■ Task brief ■
Identify each line of the data below that contains the word "nest", and copy all such lines.

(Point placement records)
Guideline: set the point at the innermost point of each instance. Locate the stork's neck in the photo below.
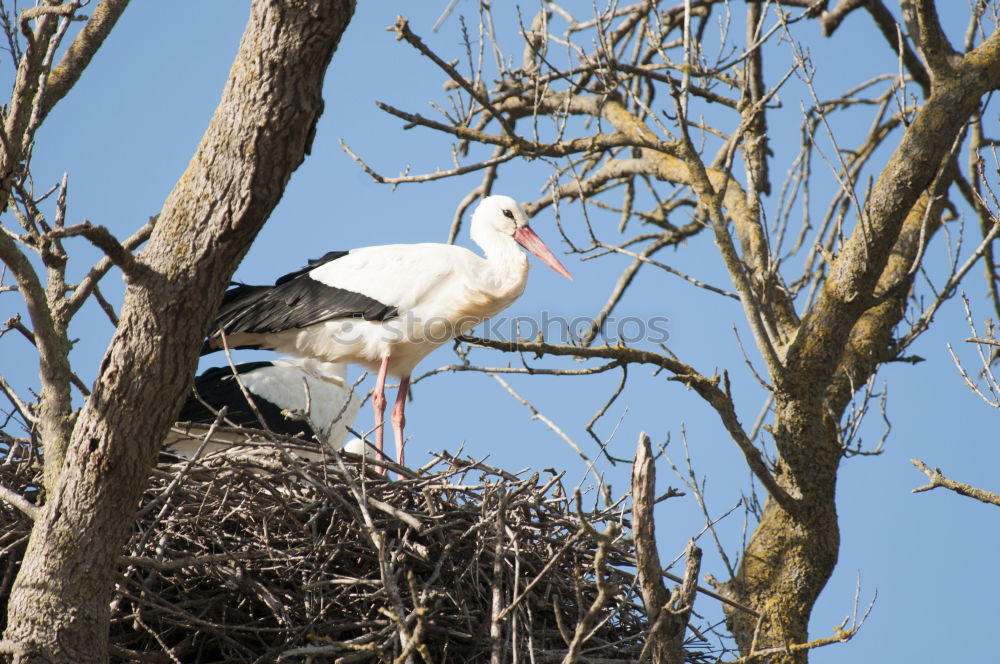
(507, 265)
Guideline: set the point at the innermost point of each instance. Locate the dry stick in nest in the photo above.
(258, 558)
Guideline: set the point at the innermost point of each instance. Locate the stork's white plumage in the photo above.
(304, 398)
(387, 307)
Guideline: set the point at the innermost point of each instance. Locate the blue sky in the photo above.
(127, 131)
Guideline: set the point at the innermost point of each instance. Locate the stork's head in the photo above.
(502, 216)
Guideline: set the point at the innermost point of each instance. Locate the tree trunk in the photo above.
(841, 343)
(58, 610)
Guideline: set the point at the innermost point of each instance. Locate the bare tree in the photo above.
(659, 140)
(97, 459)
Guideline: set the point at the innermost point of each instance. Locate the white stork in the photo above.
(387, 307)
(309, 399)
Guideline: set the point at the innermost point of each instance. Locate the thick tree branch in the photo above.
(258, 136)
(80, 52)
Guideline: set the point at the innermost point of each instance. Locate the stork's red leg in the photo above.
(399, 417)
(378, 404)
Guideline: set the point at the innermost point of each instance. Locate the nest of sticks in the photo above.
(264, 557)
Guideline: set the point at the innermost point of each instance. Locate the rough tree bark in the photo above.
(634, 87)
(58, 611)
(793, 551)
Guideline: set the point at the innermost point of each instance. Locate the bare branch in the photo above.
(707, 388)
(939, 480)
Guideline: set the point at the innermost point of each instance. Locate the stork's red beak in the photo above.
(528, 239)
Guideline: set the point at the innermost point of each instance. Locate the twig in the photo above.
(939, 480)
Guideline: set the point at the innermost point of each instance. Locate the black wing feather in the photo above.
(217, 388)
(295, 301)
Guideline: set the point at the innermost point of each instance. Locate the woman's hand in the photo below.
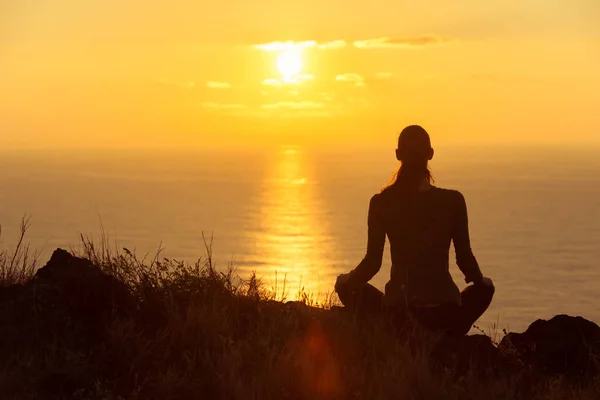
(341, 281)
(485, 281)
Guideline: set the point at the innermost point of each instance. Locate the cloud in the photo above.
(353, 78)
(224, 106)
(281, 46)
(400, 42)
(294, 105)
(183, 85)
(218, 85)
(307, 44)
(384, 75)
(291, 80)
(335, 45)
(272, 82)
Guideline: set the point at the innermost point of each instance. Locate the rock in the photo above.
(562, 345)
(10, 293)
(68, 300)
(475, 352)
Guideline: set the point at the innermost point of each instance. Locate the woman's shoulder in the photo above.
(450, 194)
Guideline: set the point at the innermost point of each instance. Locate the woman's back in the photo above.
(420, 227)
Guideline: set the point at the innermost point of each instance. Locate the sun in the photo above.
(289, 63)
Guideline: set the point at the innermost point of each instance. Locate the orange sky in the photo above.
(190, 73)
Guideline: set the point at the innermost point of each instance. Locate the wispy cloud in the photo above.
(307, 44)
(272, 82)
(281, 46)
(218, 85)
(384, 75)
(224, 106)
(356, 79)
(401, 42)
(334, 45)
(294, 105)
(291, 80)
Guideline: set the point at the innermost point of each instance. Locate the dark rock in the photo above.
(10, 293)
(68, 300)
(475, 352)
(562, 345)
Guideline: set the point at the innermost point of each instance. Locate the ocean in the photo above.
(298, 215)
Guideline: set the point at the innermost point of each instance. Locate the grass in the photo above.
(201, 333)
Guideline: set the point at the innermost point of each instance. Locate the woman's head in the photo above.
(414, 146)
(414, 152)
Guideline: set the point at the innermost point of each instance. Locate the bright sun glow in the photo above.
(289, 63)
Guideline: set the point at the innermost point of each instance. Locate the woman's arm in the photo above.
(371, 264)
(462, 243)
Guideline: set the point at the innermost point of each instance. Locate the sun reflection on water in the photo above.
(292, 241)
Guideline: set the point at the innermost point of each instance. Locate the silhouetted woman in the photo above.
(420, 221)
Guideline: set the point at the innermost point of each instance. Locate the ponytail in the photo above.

--

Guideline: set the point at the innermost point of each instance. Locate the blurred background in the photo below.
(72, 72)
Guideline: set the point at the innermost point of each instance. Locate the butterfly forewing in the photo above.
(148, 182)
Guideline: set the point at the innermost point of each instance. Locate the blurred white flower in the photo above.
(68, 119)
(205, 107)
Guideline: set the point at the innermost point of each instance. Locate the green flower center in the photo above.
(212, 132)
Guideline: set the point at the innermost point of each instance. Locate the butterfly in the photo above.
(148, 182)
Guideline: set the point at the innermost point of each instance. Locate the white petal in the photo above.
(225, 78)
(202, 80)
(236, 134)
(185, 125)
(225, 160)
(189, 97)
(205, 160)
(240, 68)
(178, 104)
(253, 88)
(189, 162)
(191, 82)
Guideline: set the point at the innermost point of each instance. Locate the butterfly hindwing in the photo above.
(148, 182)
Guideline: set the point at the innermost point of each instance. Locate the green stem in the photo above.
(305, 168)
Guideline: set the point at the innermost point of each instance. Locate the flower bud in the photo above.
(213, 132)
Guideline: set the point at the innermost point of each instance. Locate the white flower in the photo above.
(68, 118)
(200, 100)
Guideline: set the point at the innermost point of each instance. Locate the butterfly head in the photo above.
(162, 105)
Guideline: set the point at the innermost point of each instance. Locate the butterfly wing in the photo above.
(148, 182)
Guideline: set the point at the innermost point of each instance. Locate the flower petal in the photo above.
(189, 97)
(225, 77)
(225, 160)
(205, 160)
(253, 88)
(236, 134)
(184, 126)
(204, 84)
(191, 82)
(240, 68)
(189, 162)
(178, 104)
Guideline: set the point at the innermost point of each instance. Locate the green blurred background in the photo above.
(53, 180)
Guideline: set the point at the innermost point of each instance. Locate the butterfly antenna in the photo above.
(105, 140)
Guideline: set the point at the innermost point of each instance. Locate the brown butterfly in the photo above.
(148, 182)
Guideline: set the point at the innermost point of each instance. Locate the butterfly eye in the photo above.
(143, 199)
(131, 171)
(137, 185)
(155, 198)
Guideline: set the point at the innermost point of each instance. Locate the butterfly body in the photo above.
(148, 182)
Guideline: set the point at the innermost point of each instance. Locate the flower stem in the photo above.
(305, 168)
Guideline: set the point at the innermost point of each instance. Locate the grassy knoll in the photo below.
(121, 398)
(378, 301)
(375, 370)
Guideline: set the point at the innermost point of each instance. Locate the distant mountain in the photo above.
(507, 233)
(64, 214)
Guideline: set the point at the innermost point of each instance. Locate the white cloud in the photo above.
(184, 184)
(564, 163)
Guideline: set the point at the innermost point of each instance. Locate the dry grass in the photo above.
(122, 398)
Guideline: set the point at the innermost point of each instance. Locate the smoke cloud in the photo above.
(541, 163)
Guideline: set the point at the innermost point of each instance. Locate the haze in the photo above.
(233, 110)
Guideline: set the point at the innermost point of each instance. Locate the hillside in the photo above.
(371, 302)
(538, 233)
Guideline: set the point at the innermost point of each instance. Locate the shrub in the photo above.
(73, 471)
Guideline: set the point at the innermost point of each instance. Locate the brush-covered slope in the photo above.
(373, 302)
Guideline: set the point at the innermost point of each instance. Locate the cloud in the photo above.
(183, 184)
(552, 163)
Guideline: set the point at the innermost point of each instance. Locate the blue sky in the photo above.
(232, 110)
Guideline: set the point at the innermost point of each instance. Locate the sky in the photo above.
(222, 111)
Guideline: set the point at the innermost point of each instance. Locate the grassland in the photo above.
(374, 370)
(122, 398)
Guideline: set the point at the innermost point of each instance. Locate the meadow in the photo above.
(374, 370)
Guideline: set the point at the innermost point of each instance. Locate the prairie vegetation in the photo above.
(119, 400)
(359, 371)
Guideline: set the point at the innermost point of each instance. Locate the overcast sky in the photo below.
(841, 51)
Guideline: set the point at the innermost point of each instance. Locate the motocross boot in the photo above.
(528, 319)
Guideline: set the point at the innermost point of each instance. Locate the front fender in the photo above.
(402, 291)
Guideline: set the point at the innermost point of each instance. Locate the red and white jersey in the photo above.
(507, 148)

■ Solution ■
Guideline: set the point at the innermost point of each instance. Locate the dry stick in nest in the photo above.
Guideline: set the point at the innermost point of each instance. Locate the nest of sticks in the photo above.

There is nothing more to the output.